From what I've read in the past, in a normal environment, a sourdough starter is just going to wind up with whatever is living in the environment and best-suited to living in the starter anyway. Like, one can get a bit of some heirloom starter, if they want, but it'll get local microbes falling into it anyway and competing with what's there, and over the long run, it'll reflect that.

kagis

Yeah.

https://old.reddit.com/r/AskBaking/comments/j1vi9m/apparently_you_can_keep_feeding_a_poolish_like_a/

Yeah, any starter is going to adapt to the wild yeast/bacteria in its surroundings fairly quickly. Within a matter of days all of that active yeast is going to have lost its mojo and lose out to the yeast in the air around it. Pretty soon you have a stable starter.

This is why I'm always kind of cynical when it comes to ancient starters. Sure it's a nice tradition, but your starter isn't making bread that tastes like your great great granny's did. It's going to taste like a starter that's been living in your kitchen. Have read accounts of bakers being very disappointed after moving to a new area that their starters change flavour and activity. It's the old yeast being pushed out by the yeast that thrives best in your new environment.

So my expectation is that a starter is probably going to wind up reflecting stuff like the temperature and such rather than subtle temporary variations like what initially seeds the starter, because the ecosystem in the starter will re-stabilize to reflect the environment after being disturbed.

That being said, I suppose that you could test it. "Fork" your starter into two containers and make whatever changes you want you want to one, keep the other as a control, and see if one winds up acting differently. But my bet would be things like the initial seeding won't make a noticable change, whereas the temperature and type of flour used might.
------------------------------------------------------------
● **Problem requirements**
Copy out the sourdough starter discussion word for word, in full.

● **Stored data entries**
------------------------------------------------------------
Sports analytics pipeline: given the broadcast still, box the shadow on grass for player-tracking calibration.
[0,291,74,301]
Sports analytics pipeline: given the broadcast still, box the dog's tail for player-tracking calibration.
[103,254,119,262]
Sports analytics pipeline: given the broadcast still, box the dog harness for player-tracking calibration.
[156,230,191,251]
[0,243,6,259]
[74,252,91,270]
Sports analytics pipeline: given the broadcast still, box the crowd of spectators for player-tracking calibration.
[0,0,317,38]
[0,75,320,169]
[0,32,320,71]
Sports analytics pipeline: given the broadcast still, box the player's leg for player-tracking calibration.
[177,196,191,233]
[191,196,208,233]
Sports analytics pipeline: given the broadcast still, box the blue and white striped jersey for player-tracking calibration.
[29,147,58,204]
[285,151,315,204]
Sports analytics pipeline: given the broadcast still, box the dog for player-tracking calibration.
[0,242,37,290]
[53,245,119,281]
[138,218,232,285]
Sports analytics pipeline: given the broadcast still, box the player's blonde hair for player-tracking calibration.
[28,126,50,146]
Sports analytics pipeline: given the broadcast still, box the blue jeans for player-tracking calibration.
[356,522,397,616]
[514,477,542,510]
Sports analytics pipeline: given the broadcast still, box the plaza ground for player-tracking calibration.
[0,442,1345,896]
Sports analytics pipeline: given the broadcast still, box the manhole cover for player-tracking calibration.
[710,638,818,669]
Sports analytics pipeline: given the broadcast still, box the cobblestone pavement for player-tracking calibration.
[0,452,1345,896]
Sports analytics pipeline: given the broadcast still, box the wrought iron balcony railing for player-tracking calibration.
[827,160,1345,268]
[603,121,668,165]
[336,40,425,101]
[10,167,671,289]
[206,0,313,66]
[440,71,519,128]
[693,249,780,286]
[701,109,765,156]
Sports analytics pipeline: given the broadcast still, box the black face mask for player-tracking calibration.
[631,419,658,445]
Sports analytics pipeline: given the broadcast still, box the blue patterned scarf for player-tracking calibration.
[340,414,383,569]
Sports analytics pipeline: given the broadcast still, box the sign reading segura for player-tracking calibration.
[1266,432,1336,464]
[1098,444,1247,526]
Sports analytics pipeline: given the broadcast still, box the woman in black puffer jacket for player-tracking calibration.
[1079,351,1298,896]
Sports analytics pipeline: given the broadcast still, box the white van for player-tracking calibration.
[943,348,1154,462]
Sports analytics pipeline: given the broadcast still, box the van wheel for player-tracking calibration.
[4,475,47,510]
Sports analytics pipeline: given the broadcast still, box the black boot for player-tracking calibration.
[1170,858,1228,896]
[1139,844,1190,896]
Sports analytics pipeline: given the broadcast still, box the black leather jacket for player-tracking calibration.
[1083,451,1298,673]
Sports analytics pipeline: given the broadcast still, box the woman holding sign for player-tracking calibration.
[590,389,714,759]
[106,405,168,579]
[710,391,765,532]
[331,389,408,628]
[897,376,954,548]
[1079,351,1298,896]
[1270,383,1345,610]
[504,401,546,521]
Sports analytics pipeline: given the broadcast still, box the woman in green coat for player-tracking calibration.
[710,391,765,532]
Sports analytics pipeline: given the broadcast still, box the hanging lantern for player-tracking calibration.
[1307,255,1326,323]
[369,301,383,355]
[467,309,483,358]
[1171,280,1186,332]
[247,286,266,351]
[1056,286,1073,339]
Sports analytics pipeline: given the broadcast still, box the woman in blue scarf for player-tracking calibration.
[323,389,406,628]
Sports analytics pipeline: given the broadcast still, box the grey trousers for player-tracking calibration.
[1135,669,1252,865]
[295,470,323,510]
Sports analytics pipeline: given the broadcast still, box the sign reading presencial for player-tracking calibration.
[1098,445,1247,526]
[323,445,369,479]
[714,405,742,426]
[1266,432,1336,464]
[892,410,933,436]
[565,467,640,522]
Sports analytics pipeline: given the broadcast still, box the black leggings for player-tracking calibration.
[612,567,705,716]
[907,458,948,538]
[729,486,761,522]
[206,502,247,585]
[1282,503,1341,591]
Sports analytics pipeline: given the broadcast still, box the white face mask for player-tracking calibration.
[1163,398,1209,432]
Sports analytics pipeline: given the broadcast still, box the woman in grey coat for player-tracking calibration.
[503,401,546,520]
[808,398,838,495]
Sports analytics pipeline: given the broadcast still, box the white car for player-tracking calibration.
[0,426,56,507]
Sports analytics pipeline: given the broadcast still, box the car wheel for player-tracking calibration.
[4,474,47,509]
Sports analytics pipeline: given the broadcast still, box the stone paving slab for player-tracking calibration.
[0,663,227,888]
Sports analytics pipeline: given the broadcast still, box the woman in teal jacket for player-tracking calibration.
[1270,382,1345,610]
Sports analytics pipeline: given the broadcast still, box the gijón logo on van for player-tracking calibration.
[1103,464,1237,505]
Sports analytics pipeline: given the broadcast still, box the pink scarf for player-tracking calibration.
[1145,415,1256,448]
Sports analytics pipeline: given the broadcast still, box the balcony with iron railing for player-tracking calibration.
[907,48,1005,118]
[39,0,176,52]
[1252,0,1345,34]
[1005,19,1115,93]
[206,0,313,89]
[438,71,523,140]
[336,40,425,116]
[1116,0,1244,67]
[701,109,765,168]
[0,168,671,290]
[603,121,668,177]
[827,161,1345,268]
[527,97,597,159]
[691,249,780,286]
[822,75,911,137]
------------------------------------------------------------
● **Task response**
From what I've read in the past, in a normal environment, a sourdough starter is just going to wind up with whatever is living in the environment and best-suited to living in the starter anyway. Like, one can get a bit of some heirloom starter, if they want, but it'll get local microbes falling into it anyway and competing with what's there, and over the long run, it'll reflect that.

kagis

Yeah.

https://old.reddit.com/r/AskBaking/comments/j1vi9m/apparently_you_can_keep_feeding_a_poolish_like_a/

Yeah, any starter is going to adapt to the wild yeast/bacteria in its surroundings fairly quickly. Within a matter of days all of that active yeast is going to have lost its mojo and lose out to the yeast in the air around it. Pretty soon you have a stable starter.

This is why I'm always kind of cynical when it comes to ancient starters. Sure it's a nice tradition, but your starter isn't making bread that tastes like your great great granny's did. It's going to taste like a starter that's been living in your kitchen. Have read accounts of bakers being very disappointed after moving to a new area that their starters change flavour and activity. It's the old yeast being pushed out by the yeast that thrives best in your new environment.

So my expectation is that a starter is probably going to wind up reflecting stuff like the temperature and such rather than subtle temporary variations like what initially seeds the starter, because the ecosystem in the starter will re-stabilize to reflect the environment after being disturbed.

That being said, I suppose that you could test it. "Fork" your starter into two containers and make whatever changes you want you want to one, keep the other as a control, and see if one winds up acting differently. But my bet would be things like the initial seeding won't make a noticable change, whereas the temperature and type of flour used might.